> _Page extract_:

---+---

Results and discussion
During the follow-up period of 11–16 years, there were 10.6%, 36%, and 1% deaths in the CKB, UKB, and FinnGen cohorts, respectively. A total of 204 aging-related proteins were identified, and the associations between age and these proteins were found to be stable over time.
ProtAgeGap was found to correlate with biological aging markers and clinical outcomes. It was shown to be a strong predictor of the risk of multimorbidity, all-cause mortality (hazard ratio [HR] = 1.15 per year ProtAgeGap), and 14 non-cancer diseases, including Alzheimer's disease (HR = 1.11), chronic kidney disease (HR = 1.14), and type 2 diabetes (HR = 1.13). Additionally, ProtAgeGap also showed associations with cancer risks, including breast cancer (HR = 1.12), lung cancer (HR = 1.09), and prostate cancer (HR = 1.08). ProtAgeGap was also found to be associated with various biological aging markers (e.g., telomere length, insulin-like growth factor-1) and measures of cognitive and physical function. Sensitivity analyses, including non-smokers and normal-weight individuals, confirmed these associations.

---+---

> _Information given_:

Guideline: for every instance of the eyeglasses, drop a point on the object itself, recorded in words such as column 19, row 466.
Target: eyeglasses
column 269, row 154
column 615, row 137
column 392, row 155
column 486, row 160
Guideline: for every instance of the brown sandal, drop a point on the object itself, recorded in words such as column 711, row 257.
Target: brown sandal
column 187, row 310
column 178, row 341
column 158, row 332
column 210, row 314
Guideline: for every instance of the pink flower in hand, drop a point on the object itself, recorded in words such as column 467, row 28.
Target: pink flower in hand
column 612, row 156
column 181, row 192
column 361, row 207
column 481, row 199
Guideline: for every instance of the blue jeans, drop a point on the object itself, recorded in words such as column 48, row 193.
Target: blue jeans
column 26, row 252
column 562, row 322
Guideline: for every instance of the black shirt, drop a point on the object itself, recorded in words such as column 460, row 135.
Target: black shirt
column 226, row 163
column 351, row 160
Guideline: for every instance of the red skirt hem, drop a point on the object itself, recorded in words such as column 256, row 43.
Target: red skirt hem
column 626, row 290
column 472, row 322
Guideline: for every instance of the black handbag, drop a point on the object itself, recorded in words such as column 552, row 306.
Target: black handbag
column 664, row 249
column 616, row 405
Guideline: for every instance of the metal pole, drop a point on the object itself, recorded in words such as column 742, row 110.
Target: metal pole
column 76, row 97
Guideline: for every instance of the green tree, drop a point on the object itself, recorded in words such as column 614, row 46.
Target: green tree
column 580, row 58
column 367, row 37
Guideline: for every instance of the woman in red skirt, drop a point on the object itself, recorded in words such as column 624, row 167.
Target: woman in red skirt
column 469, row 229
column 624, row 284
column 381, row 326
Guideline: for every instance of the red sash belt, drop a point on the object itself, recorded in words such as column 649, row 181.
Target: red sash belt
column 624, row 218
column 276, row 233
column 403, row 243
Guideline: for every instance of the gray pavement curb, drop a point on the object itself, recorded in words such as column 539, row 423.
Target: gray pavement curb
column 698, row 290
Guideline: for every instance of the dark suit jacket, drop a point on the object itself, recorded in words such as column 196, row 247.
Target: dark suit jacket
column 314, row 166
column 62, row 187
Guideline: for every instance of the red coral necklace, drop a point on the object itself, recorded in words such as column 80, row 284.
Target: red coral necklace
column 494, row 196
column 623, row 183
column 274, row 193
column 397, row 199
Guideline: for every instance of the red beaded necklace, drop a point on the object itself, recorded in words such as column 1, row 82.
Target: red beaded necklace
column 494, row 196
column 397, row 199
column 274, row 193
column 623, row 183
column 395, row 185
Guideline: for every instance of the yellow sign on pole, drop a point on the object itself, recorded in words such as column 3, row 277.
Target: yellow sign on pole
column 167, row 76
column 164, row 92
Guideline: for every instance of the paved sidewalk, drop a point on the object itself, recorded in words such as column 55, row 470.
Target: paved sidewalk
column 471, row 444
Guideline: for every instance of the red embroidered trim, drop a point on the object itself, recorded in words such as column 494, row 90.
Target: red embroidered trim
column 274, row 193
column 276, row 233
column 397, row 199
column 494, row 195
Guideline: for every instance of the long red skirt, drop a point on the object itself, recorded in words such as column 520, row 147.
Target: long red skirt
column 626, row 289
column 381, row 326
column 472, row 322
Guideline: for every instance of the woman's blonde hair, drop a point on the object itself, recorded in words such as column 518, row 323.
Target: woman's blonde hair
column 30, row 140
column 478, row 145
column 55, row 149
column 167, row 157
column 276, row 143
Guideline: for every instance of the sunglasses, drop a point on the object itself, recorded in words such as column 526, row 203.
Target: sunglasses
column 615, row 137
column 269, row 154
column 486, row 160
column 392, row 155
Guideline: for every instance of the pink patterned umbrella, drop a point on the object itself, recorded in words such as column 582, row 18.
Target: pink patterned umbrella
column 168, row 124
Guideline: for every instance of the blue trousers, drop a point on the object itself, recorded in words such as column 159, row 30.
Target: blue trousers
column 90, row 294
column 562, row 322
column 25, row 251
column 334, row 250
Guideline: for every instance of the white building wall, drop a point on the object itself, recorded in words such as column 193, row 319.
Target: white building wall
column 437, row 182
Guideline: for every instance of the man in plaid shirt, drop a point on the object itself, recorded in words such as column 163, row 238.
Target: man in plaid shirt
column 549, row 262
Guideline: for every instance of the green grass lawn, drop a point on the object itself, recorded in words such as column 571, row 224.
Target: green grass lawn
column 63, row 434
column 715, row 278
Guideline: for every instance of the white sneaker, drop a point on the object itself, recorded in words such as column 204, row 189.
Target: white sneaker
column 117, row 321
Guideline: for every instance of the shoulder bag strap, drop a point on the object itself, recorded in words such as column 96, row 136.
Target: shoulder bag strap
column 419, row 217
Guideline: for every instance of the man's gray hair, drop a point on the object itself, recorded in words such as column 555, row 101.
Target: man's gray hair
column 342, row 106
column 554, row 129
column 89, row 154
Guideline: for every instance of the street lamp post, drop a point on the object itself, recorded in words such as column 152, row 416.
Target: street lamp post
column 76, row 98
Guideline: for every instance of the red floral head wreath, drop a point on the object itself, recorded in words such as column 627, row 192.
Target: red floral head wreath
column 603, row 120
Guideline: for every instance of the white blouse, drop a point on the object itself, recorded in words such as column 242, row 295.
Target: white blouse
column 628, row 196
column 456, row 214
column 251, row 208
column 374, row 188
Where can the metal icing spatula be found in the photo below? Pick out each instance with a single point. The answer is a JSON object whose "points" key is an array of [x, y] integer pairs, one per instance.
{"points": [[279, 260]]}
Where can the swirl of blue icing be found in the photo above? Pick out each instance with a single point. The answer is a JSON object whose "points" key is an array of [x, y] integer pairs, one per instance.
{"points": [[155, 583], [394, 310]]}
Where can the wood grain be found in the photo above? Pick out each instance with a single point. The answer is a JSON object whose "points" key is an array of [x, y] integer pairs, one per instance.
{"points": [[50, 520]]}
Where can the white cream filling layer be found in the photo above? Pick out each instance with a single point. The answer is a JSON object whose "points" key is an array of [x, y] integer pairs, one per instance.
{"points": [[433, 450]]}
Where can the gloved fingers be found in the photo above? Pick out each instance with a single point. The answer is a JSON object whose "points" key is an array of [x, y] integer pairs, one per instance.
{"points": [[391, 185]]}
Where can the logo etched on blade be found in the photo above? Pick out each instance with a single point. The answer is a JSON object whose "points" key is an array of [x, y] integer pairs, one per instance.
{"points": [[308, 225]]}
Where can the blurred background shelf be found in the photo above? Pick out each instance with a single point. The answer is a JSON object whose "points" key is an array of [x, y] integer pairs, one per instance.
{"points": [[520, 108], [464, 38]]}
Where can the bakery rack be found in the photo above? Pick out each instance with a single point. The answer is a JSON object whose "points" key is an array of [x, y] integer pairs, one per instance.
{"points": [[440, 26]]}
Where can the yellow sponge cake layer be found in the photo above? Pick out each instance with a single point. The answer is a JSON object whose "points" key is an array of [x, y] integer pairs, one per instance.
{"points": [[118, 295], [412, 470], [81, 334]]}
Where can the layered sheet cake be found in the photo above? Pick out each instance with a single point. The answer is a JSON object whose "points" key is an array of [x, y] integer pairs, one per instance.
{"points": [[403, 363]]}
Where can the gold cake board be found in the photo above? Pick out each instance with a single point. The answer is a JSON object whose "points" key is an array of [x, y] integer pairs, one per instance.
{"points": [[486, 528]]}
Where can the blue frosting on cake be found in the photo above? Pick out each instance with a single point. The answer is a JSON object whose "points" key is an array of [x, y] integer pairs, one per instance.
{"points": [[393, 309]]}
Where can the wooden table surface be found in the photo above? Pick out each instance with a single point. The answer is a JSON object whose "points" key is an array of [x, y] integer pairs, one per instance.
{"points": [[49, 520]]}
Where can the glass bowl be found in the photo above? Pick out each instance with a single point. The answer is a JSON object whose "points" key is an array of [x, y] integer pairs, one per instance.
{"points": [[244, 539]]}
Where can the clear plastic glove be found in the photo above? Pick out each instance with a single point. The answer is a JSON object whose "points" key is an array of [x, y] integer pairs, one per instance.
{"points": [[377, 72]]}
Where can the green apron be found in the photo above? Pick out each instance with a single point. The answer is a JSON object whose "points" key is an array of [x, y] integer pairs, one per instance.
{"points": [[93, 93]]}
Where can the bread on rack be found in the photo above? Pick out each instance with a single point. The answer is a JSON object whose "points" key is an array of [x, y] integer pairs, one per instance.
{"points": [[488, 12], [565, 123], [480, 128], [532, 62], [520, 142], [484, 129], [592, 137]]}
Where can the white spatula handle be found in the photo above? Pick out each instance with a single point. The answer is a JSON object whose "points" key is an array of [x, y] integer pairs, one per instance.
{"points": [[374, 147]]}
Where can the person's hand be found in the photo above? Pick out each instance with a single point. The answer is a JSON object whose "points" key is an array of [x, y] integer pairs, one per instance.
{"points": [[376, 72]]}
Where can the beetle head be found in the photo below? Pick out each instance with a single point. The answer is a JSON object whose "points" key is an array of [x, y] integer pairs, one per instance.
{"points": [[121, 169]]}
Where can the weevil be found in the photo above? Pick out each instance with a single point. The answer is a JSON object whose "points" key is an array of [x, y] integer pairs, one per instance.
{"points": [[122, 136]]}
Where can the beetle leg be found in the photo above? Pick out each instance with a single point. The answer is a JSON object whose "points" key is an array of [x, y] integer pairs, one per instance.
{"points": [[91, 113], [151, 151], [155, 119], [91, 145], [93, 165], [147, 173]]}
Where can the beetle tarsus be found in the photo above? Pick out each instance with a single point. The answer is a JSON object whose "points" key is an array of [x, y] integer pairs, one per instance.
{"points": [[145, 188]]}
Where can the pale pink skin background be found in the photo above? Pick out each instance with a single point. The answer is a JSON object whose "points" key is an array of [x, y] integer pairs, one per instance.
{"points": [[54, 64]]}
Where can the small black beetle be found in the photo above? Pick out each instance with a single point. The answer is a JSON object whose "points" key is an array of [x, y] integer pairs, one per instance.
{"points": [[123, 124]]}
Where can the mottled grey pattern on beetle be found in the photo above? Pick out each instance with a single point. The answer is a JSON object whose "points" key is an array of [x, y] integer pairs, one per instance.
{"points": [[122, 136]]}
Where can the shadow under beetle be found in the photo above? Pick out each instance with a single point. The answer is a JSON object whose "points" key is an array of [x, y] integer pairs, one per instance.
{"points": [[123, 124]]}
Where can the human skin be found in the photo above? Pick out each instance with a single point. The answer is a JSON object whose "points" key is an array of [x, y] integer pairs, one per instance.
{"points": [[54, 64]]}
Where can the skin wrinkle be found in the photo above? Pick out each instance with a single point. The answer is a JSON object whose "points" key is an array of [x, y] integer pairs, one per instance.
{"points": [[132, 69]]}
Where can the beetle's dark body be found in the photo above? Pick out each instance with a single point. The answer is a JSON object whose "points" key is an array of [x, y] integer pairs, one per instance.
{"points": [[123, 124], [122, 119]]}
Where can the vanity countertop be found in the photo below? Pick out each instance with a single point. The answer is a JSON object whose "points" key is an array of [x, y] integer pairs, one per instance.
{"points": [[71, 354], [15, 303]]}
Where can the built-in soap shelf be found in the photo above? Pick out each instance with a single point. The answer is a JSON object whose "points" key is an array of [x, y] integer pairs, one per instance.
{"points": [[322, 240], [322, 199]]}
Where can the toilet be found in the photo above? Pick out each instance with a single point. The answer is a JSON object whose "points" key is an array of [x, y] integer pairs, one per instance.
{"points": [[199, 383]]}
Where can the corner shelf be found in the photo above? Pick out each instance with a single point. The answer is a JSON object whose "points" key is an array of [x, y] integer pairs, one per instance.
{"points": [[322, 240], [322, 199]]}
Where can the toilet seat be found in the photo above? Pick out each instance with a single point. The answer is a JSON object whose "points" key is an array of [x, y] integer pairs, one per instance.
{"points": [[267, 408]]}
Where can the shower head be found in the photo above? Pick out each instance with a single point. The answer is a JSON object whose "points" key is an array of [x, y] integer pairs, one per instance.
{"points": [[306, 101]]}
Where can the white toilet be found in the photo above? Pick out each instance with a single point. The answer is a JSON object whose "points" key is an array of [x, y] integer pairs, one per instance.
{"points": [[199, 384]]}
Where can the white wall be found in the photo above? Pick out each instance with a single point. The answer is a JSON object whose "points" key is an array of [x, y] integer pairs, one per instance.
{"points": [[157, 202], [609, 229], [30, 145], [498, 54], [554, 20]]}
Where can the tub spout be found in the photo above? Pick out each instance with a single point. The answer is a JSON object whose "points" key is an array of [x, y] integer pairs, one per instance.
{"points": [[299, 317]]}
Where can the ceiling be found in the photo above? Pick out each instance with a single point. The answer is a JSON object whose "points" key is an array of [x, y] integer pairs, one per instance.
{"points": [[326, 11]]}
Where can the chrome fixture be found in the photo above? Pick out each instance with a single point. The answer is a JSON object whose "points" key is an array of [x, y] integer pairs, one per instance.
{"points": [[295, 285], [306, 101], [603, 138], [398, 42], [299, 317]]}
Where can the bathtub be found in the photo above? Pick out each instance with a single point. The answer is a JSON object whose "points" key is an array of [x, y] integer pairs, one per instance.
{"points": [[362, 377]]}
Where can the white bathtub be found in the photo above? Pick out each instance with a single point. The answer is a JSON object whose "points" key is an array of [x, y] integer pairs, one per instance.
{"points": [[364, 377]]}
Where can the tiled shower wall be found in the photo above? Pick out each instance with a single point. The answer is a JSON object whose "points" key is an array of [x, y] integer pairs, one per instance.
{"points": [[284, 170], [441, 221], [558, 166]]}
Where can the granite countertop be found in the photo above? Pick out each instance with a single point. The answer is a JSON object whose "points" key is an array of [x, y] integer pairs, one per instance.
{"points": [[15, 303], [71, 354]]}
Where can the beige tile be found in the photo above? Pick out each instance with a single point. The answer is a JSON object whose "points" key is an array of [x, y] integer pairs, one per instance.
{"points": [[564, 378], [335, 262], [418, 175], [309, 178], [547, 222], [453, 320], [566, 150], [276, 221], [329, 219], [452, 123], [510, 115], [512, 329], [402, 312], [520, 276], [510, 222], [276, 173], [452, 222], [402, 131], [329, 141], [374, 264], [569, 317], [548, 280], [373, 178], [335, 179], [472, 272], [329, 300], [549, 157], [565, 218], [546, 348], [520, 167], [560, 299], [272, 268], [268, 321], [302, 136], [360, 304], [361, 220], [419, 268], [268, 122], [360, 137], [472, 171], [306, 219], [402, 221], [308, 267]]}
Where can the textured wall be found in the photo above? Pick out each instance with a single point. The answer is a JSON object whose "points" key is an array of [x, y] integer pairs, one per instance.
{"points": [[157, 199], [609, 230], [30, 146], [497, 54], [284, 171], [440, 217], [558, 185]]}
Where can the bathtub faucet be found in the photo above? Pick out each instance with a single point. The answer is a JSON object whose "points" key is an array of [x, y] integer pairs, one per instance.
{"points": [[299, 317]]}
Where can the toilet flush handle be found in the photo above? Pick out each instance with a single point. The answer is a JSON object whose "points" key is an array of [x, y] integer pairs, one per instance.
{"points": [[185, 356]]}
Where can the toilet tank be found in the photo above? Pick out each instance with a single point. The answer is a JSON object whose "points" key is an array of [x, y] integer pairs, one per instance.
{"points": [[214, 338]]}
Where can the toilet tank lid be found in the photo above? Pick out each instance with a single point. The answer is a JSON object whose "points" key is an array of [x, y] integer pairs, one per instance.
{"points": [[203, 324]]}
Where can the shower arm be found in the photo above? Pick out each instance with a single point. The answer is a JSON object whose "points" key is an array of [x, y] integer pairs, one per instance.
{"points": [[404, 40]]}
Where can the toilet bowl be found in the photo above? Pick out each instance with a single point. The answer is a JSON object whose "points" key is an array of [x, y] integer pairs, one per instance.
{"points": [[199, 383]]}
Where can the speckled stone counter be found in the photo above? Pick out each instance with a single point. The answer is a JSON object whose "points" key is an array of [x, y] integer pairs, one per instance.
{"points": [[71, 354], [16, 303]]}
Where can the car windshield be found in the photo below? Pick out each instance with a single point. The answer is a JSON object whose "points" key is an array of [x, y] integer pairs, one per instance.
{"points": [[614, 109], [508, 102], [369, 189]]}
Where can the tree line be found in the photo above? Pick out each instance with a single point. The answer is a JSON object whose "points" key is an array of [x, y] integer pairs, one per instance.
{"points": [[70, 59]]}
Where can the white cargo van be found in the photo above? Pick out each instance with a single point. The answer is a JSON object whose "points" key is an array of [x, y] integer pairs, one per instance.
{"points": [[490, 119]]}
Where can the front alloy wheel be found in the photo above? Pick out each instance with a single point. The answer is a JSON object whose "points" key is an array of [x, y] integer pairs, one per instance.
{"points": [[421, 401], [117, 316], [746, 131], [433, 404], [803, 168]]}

---+---

> _Problems and tasks_:
A) Please repeat everything in the ProtAgeGap results from "ProtAgeGap was found" down to "confirmed these associations.".
B) Name every cancer that the ProtAgeGap results link to ProtAgeGap.

> _Answers to the exercises_:
A)
ProtAgeGap was found to correlate with biological aging markers and clinical outcomes. It was shown to be a strong predictor of the risk of multimorbidity, all-cause mortality (hazard ratio [HR] = 1.15 per year ProtAgeGap), and 14 non-cancer diseases, including Alzheimer's disease (HR = 1.11), chronic kidney disease (HR = 1.14), and type 2 diabetes (HR = 1.13). Additionally, ProtAgeGap also showed associations with cancer risks, including breast cancer (HR = 1.12), lung cancer (HR = 1.09), and prostate cancer (HR = 1.08). ProtAgeGap was also found to be associated with various biological aging markers (e.g., telomere length, insulin-like growth factor-1) and measures of cognitive and physical function. Sensitivity analyses, including non-smokers and normal-weight individuals, confirmed these associations.

B) Breast cancer, lung cancer, prostate cancer